- CONSIGNE: Transcrivez intégralement le listing ci-dessous, ligne par ligne, sans aucune modification.
..........
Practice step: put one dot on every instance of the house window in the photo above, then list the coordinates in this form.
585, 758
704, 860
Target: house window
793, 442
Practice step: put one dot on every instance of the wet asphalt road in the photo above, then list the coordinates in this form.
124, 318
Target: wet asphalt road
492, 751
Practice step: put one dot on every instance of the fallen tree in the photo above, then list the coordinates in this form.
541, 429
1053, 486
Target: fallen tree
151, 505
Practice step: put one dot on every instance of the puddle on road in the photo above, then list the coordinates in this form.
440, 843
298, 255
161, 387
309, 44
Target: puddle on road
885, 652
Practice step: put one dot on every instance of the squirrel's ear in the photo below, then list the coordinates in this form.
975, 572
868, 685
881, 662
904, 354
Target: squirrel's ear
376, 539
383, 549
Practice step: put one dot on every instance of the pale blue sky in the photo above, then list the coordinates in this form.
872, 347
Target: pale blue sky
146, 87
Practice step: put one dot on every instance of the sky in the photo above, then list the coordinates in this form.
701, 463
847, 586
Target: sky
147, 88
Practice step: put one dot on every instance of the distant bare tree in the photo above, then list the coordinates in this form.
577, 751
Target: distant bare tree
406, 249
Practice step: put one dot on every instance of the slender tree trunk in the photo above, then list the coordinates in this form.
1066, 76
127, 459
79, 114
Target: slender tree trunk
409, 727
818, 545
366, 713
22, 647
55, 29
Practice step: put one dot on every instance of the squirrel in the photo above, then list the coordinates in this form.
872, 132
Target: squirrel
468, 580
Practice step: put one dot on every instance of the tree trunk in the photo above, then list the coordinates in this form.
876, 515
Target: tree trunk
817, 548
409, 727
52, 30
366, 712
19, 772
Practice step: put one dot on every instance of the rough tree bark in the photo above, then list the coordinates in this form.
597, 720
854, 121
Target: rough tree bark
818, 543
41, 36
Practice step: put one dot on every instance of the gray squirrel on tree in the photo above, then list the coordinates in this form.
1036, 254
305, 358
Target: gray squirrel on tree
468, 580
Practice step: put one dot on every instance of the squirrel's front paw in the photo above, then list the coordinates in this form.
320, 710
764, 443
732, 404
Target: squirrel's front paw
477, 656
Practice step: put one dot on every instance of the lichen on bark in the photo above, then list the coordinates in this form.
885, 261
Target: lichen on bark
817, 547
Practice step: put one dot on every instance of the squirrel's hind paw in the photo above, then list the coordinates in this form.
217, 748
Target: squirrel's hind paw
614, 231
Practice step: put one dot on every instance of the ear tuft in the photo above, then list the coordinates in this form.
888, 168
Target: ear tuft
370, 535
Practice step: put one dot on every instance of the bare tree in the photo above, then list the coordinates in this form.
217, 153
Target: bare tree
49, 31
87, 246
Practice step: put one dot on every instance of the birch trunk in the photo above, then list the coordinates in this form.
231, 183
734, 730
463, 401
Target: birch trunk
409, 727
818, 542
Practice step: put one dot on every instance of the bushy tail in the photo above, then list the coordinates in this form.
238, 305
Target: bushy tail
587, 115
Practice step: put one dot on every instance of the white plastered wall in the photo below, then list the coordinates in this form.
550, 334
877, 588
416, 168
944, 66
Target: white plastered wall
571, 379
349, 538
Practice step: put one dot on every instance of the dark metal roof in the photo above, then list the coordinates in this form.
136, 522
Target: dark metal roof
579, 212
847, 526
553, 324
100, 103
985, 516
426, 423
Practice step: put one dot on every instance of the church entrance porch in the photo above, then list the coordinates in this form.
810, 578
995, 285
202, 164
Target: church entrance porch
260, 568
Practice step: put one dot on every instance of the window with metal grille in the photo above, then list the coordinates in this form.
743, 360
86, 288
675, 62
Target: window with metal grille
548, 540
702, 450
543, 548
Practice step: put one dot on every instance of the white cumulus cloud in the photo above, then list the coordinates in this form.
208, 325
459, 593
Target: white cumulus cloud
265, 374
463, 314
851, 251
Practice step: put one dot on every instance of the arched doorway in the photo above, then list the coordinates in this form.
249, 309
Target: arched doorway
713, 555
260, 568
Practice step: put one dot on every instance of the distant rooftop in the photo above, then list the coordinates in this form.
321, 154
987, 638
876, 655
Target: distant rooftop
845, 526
..........
- TÂCHE EXÉCUTÉE:
Practice step: put one dot on every instance of the house window in the photo above, then list the coordinates in this form.
585, 758
704, 860
Target: house window
793, 442
Practice step: put one dot on every instance of the wet asphalt road in the photo above, then list the coordinates in this form.
124, 318
Target: wet asphalt road
492, 751
Practice step: put one dot on every instance of the fallen tree in the photo above, then list the coordinates in this form.
541, 429
1053, 486
Target: fallen tree
151, 505
Practice step: put one dot on every instance of the puddle on road in the photo above, then list the coordinates in this form.
440, 843
298, 255
161, 387
309, 44
Target: puddle on road
885, 652
Practice step: put one dot on every instance of the squirrel's ear in the photo below, then list the coordinates in this form.
975, 572
868, 685
881, 662
904, 354
Target: squirrel's ear
376, 539
383, 549
Practice step: put one dot on every instance of the pale blue sky in the photo above, then list the coordinates in this form.
872, 347
Target: pale blue sky
146, 87
Practice step: put one dot on every instance of the sky in the photo above, then list the coordinates in this form.
701, 463
847, 586
Target: sky
147, 88
Practice step: put one dot on every instance of the distant bare tree in the photo above, then list the coordinates in this form.
577, 751
Target: distant bare tree
406, 249
Practice step: put one dot on every instance of the slender tree trunk in the photo above, then list the coordinates in this form.
1066, 76
127, 459
79, 114
Target: slender tree trunk
409, 727
818, 545
366, 713
22, 647
55, 29
Practice step: put one dot on every instance of the squirrel in the photo above, then list the coordinates in this form.
872, 132
Target: squirrel
468, 580
Practice step: put one dot on every instance of the tree trunk in the photo above, then list the coordinates in this form.
876, 515
Target: tree trunk
817, 548
409, 727
52, 30
366, 712
19, 772
Practice step: put one dot on every instance of the rough tree bark in the photo above, then list the coordinates in this form.
597, 720
854, 121
Target: rough tree bark
818, 543
41, 36
Practice step: put one dot on every instance of the gray squirrel on tree in the photo above, then list the coordinates in this form.
1036, 254
305, 358
Target: gray squirrel on tree
468, 580
Practice step: put one dot on every instance of the squirrel's front paw in the photo above, then list the coordinates in this form.
320, 710
764, 443
732, 404
Target: squirrel's front paw
477, 656
Practice step: put one dot on every instance of the lichen on bark in the photo above, then list the coordinates in this form.
885, 261
Target: lichen on bark
817, 547
Practice step: put one dot on every instance of the squirrel's hind paw in the photo above, then list the coordinates in this form.
217, 748
Target: squirrel's hind paw
614, 231
Practice step: put one dot on every instance of the ear tuft in the photo above, then list the coordinates in this form.
888, 168
Target: ear tuft
370, 535
Practice step: put one dot on every instance of the bare tree in the photo above, then list the coordinates in this form.
217, 153
Target: bare tree
49, 31
87, 246
Practice step: put one dot on every instance of the birch trunk in the photo above, then list the coordinates in this form.
231, 183
734, 730
463, 401
Target: birch trunk
409, 727
818, 542
Practice step: put one dot on every instance of the bushy tail in the photo above, then list the coordinates in this form.
238, 305
Target: bushy tail
587, 115
Practice step: put one dot on every instance of the white plastered wall in the photo below, then list the coordinates in this form.
550, 334
877, 588
416, 168
944, 66
Target: white plastered wall
571, 379
349, 538
Practice step: put one dot on every instance of the dark metal roof in the photo above, then list the coordinates in this form.
136, 522
Target: dark metal roof
579, 212
847, 526
553, 324
100, 103
985, 516
426, 423
Practice step: put one dot on every instance of the church entrance porch in the photo above, then list the coordinates in this form.
810, 578
995, 285
202, 164
Target: church entrance porch
260, 568
Practice step: put one dot on every instance of the window with metal grille in the photo above, then list the coordinates in this form.
743, 360
86, 288
675, 62
Target: window with metal grille
548, 540
702, 450
543, 548
Practice step: put one dot on every instance of the white cumulus cloud in the photo above, then list the coordinates in this form.
208, 325
459, 593
Target: white cumulus cloud
265, 374
463, 314
851, 251
Practice step: put one dot on every instance of the arched doorway in the photo above, then list the coordinates in this form.
249, 309
Target: arched doorway
713, 555
260, 568
Practice step: put one dot on every instance of the distant rooftop in the photo above, then list the coordinates in this form.
321, 154
987, 638
876, 655
Target: distant rooftop
845, 526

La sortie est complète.